→ Task to carry out
Could you print the records below word for word, beginning at the line that contains "Reviewer note: every instance of the denim" and stopping after the line that contains "Reviewer note: every instance of the grey-haired"?

---------------

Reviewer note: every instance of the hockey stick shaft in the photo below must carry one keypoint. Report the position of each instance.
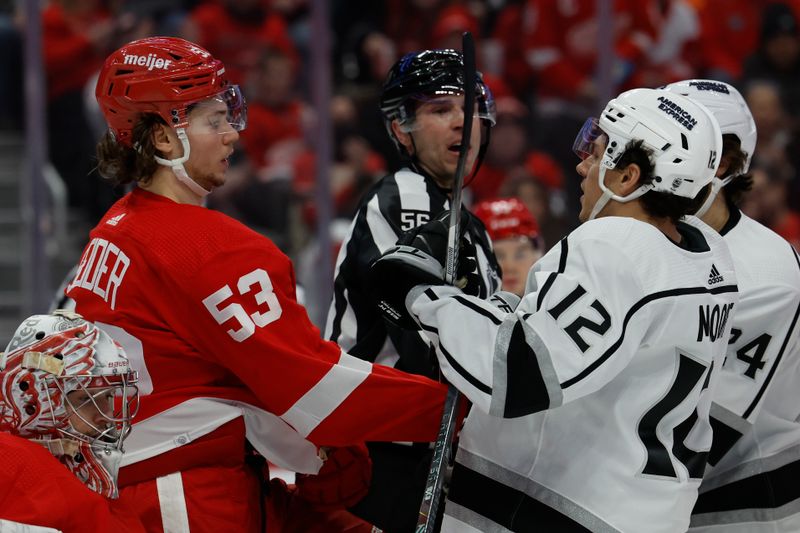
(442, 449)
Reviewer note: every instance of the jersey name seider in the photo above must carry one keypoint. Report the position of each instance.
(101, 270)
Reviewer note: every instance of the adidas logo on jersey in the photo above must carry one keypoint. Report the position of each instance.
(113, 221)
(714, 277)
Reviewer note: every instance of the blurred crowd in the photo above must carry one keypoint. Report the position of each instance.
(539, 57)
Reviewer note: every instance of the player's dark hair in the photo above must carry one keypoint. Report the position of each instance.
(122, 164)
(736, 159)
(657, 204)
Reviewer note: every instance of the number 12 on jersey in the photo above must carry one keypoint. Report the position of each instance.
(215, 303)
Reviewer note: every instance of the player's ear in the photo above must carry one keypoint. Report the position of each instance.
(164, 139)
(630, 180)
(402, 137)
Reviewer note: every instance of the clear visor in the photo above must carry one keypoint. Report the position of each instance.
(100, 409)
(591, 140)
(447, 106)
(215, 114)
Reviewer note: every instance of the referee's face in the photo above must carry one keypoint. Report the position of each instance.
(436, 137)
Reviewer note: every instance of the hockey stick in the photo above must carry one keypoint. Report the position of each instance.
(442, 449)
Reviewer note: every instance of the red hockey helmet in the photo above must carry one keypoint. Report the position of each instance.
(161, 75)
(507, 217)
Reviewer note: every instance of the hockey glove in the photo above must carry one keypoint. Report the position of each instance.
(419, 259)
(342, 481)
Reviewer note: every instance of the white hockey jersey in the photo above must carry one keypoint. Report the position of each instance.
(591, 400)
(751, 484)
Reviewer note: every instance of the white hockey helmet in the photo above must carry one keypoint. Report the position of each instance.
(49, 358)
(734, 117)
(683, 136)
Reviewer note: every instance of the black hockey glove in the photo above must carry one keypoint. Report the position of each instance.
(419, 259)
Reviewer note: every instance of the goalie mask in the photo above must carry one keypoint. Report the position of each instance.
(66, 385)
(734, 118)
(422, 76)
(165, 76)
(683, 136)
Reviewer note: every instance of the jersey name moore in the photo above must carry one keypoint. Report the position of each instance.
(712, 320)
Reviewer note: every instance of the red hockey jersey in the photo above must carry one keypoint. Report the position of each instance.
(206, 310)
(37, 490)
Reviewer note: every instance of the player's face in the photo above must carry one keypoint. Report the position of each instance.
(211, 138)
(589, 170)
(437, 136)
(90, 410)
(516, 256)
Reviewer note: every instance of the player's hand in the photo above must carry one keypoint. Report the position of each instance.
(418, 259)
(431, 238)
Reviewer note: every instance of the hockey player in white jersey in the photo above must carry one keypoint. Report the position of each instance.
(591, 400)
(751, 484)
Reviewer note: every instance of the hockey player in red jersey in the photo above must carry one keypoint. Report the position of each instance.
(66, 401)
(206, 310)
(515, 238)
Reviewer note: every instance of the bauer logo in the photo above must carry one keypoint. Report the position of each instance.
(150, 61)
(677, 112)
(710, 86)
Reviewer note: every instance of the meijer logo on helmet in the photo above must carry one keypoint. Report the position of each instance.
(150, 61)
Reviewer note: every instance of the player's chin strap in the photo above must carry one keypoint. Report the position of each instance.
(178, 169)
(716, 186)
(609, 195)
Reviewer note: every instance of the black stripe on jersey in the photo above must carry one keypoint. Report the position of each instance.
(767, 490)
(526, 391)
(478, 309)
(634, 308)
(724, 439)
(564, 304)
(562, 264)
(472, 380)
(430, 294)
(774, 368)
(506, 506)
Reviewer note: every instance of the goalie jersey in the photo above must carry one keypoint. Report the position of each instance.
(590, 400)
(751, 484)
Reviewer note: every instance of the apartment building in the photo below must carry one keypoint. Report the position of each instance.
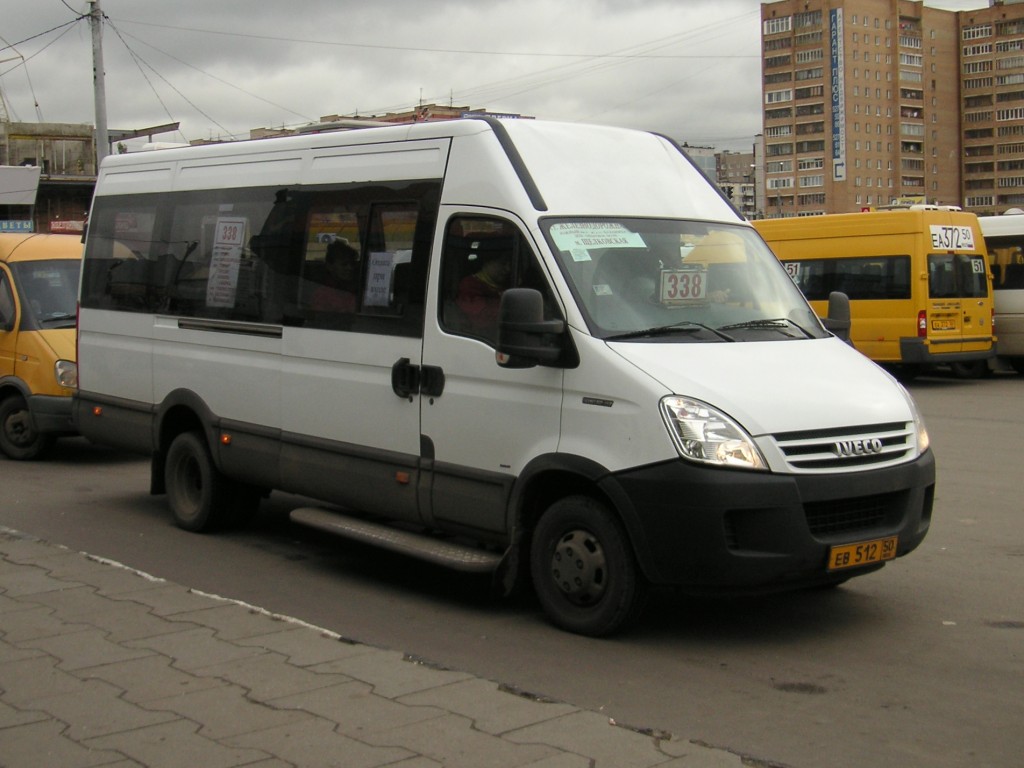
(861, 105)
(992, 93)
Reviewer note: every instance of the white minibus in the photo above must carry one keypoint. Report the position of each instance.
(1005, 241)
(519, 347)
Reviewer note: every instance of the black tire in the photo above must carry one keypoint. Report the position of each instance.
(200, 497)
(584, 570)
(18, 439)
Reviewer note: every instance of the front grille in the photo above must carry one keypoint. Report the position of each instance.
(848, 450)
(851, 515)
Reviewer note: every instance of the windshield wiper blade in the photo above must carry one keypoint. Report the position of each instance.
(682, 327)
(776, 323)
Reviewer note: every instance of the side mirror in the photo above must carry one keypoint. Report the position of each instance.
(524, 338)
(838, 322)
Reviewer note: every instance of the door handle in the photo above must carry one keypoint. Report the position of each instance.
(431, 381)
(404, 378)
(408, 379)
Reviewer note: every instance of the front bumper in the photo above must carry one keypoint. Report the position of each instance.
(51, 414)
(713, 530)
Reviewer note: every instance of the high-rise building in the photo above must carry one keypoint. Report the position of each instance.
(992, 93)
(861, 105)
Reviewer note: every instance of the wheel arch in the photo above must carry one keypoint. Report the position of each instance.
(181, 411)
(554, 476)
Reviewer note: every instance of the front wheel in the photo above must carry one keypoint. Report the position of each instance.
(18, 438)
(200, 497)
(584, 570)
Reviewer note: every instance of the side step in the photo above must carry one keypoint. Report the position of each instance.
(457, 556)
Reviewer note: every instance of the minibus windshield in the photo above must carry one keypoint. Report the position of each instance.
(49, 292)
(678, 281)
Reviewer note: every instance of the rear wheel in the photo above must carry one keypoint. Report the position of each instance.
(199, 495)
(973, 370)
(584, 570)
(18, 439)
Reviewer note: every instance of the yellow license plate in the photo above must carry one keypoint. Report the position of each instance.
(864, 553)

---------------

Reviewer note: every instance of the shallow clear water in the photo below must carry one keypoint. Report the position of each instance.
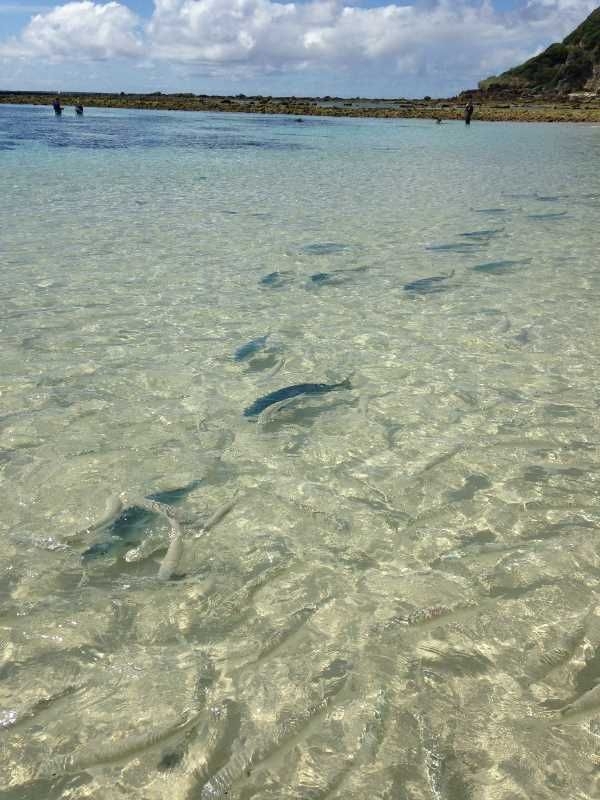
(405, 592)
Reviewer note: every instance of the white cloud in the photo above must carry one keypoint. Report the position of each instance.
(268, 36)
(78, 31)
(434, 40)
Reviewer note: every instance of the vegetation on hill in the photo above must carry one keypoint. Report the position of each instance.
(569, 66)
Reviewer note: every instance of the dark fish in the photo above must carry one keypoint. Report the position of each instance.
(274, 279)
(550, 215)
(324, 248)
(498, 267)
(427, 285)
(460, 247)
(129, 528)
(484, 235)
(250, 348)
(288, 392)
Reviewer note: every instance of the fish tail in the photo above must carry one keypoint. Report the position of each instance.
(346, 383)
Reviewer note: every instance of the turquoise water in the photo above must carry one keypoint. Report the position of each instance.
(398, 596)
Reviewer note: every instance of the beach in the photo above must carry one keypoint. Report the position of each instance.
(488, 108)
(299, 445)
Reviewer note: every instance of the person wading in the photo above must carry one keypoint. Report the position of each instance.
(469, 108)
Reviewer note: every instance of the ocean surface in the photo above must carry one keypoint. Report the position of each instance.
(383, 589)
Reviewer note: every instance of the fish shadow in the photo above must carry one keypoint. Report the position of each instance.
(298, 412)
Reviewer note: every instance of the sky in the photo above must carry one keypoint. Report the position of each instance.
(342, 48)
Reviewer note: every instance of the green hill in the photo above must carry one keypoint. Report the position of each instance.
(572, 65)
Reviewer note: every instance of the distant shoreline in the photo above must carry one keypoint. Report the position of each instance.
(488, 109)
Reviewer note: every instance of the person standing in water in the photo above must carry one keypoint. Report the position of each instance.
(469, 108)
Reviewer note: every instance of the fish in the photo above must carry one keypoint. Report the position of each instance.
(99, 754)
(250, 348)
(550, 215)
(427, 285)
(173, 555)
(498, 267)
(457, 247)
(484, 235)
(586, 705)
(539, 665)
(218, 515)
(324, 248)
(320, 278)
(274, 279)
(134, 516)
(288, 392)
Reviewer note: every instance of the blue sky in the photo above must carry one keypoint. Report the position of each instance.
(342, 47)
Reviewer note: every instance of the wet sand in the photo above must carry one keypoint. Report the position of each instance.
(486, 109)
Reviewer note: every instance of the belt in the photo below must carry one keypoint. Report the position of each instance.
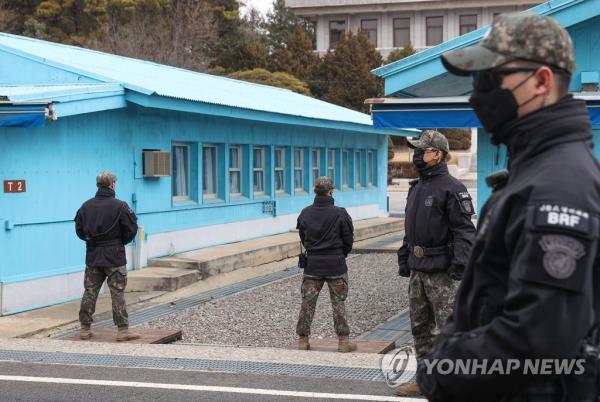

---------------

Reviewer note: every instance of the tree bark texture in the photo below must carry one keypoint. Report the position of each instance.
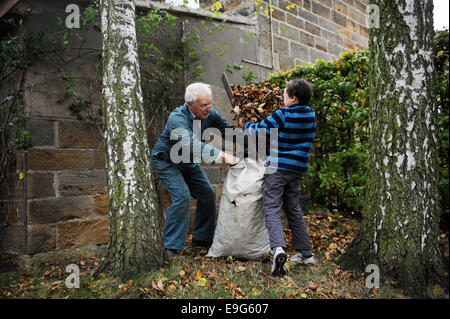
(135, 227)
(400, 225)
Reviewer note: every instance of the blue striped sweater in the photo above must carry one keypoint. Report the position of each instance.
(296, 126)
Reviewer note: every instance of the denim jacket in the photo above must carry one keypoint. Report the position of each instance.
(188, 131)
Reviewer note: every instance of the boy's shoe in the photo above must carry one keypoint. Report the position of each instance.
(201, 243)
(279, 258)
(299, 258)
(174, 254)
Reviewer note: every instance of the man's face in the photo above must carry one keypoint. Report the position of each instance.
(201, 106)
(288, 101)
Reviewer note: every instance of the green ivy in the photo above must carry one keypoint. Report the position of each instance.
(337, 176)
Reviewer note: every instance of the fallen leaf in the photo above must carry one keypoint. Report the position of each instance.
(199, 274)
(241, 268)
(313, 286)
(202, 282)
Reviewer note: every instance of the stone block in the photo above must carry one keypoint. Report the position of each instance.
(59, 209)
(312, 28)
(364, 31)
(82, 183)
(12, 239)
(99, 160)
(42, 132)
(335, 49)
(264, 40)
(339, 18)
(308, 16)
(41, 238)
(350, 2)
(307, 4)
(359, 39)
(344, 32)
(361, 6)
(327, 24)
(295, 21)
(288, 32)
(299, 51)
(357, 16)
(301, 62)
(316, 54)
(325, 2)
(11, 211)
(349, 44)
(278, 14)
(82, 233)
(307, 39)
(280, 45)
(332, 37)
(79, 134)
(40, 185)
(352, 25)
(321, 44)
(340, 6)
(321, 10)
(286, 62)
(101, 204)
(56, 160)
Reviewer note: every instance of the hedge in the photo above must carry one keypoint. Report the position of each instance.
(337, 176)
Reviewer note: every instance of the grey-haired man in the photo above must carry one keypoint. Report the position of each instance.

---------------

→ The solution
Reviewer note: every instance of the denim jacket in the photo above must carry one keypoint. Report the position of each instance.
(188, 131)
Reviewer note: every instance of the boy's shoe in the photo above must carry one keypoint. Report the position of each instance.
(201, 243)
(279, 258)
(299, 258)
(174, 254)
Reviewer note: every instance of the man's face in the photo above must carry one keypoint. Report the position of each instance.
(201, 106)
(288, 101)
Reviewer note: every instance of the green ivy in the photo above must carry one keypoint. Report the position of each instance.
(337, 176)
Reviewer note: every instance of the fallen leaf in the photo above must carry one keypoint. Report the position of each instance.
(199, 274)
(241, 268)
(313, 286)
(202, 282)
Reviewer note: every instance of the stone block in the photo above must carry one keypoint. Report the position of each instance.
(59, 209)
(312, 28)
(364, 31)
(82, 183)
(12, 239)
(99, 160)
(42, 132)
(335, 49)
(264, 40)
(339, 18)
(308, 16)
(41, 238)
(350, 2)
(307, 4)
(359, 39)
(344, 32)
(361, 6)
(327, 24)
(295, 21)
(288, 32)
(299, 51)
(357, 16)
(301, 62)
(316, 54)
(325, 2)
(11, 211)
(349, 44)
(278, 14)
(82, 233)
(307, 39)
(280, 45)
(332, 37)
(79, 134)
(40, 185)
(352, 25)
(321, 44)
(340, 6)
(321, 10)
(286, 62)
(101, 204)
(56, 160)
Reviewer note: every instance of the hedge in the photo above must carry one keypoint. Report the position of each instance.
(337, 176)
Reviewer note: every instance of the grey-haired man in the photo above must carry one keypoint. Report the position of each instance.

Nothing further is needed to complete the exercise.